====== Supplied records

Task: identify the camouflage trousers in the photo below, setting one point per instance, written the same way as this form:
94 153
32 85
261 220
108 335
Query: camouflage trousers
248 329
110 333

============

__What you should do__
For this exercise, write all the records out again exactly.

__Answer__
Task: identify the camouflage trousers in the photo below, setting one point per instance, written the same way as this form:
94 153
32 85
261 220
108 335
Query: camouflage trousers
248 329
110 333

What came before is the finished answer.